[Provided passage]
Who cares about a forecast you say? It’s just garbage in, garbage out?

We will all care when we discover that taking out the garbage just cost us a billion dollars for an ocean desalination project!

In business, you risk your own money when you make a bad forecast. In the public arena, the public pays the cost of bad forecasting in expensive and unnecessary projects.

In Orange County, hardly a meeting of a water agency goes by without a board member championing the need for ever-increasing water supplies. On two recent occasions I have heard Orange County Water District Board Member Cathy Green project that “we” needed another 80 to 90 thousand acre feet of water by 2035 due to projected population increases.

Many, if not most public agencies rely heavily on population growth as a driver of future water demand forecasts. It seems logical at first blush; more people, more demand. But the reality is more nuanced, and population and consumption are becoming poorly correlated due to many factors.

The Seattle Public Utilities is a case on point. Prior to investing heavily in massive infrastructure, they decided to re-visit their demand projection forecasts that were constantly revised downward, as shown in the chart below.

Debbie chart 1

For example, they discovered that in 1985 the City of Seattle projected that demand by 2000 would be 200 million gallons per day (mg/d) and by 2005 would be 210 to 215 mg/d. The actual 1987 demand turned out to be 147mg/d and in 1992 it was 130 mg/d.

In the Seattle region, the reevaluation of demand forecasting ushered in the adoption of new forecasting models that serve the unique characteristics of each community. Population is still a consideration but it is now modified by mitigating factors. These changes have resulted in the determination that water demands could be met through 2050 without additional and costly infrastructure projects.

Debbie chart 2

Indeed, nationwide, urban water consumption is responding to practices that are driving down per capita consumption, including the price of water, frequency of billing, changing demographics, housing types, the extent of adoption of efficient technologies, conservation, and the effect of education and public attitude.

Has Orange County avoided this national trend? Let’s see.

OCWD manages the Orange County groundwater basin and serves those cities that hold rights to pump from the basin. This year, the basin is providing 72 percent of North Orange County’s water needs.

From the OCWD website I was able to download Engineer’s Reports from the past eight years. From these and other public documents you can see that OCWD members are making the same forecasting errors that were being made in the Seattle region.

[Exercises to complete]
A: The piece on water demand forecasting names practices that are driving down per capita urban water consumption nationwide. List every one of them.
B: Carry on the piece on water demand forecasting from the point where it stops.

[Entries supplied]
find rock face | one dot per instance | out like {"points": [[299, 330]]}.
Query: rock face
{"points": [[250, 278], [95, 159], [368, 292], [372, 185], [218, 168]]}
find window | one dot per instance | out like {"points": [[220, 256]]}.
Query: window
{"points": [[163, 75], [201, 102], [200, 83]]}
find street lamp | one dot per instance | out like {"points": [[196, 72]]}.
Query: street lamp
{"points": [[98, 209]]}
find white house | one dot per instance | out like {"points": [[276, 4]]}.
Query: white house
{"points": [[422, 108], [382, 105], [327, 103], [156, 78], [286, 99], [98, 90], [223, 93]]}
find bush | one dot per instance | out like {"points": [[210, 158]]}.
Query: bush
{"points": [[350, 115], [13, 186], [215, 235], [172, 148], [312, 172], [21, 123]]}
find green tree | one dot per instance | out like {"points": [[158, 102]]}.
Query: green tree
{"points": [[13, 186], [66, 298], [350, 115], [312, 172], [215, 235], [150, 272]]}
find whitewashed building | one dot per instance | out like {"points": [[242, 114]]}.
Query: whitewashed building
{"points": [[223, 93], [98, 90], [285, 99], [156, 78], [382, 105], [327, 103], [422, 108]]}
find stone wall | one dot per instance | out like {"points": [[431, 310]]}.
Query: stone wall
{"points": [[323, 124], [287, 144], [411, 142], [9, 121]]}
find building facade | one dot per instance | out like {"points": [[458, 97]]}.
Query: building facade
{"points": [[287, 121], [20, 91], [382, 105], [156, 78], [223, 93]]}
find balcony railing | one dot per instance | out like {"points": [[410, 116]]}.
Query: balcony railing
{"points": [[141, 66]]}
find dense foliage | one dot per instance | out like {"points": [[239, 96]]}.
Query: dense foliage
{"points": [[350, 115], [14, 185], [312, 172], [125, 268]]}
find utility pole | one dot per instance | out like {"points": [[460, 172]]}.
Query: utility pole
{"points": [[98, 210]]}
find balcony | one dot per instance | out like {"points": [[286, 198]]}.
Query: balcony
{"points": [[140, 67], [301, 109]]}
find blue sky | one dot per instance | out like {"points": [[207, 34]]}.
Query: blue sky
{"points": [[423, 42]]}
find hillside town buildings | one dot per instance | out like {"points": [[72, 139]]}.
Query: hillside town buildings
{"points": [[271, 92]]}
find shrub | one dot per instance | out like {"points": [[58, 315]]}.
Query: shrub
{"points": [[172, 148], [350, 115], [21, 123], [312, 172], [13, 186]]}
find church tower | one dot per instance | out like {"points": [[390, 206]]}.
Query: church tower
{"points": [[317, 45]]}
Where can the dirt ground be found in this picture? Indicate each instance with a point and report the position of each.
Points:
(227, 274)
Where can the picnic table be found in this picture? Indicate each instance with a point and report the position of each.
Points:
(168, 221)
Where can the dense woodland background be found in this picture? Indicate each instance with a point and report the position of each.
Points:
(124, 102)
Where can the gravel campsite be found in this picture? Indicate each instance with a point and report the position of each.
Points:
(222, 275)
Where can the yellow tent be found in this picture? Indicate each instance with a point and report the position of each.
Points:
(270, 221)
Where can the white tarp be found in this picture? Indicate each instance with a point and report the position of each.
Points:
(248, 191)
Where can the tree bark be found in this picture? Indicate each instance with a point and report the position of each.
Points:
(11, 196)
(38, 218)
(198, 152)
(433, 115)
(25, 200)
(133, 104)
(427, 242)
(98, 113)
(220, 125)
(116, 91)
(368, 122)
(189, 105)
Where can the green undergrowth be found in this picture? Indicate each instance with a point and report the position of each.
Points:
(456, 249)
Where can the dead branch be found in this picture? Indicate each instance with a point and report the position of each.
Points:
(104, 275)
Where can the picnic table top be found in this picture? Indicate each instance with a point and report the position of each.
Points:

[Task-by-task answers]
A:
- the price of water
- frequency of billing
- changing demographics
- housing types
- the extent of adoption of efficient technologies
- conservation
- the effect of education and public attitude

B:
In 2005/06 OCWD forecast demand would jump from the then current demand of 500,000 acre-feet to 614,000 acre feet by 2025. By 2012/13 they had modified projections from the then current demand of 435,000 acre feet to 525,000 acre feet by 2035. In an eight year span the demand forecast had been reduced by 89,000 acre feet without any analysis or comment.

Debbie chart 3

But what is the trend in the OCWD service area? In other public documents I found historic data going back to 1989. If you run a linear trend line forward you see that consumption is trending downward, not upward.

Debbie chart 4

There is no debate that population has increased in Orange County. However, reading OCWD’s reports shows that perhaps we need to bring back the chimp for another round. Here are the reported then-current populations and projected populations listed in the reports:

2005/06 2.3 million, grows to 2.55 by 2025

2006/07 2.3 million, grows to 2.55 by 2025

2007/08 2.4 million, grows to 2.67 by 2025

2008/09 2.38 million grows to 2.7 by 2035

2009/10 2.38 million, grows to 2.7 by 2035

2010/11 2.28 million (census year), grows to 2.54 in 2035

2011/12 2.28 million, grows to 2.7 in 2035

2012/13 2.28 million, grows to 2.7 in 2035

The reality check was the 2010 census, but future and past population numbers appear to be plucked from thin air, lacking any kind of objectivity or scientific rigor. I think it is fair to say that these figures are random at best.

Orange County has not bucked the nationwide trend of declining per capita consumption. But like many water agencies, OCWD ignores the data or uses it to promote a self-serving agenda.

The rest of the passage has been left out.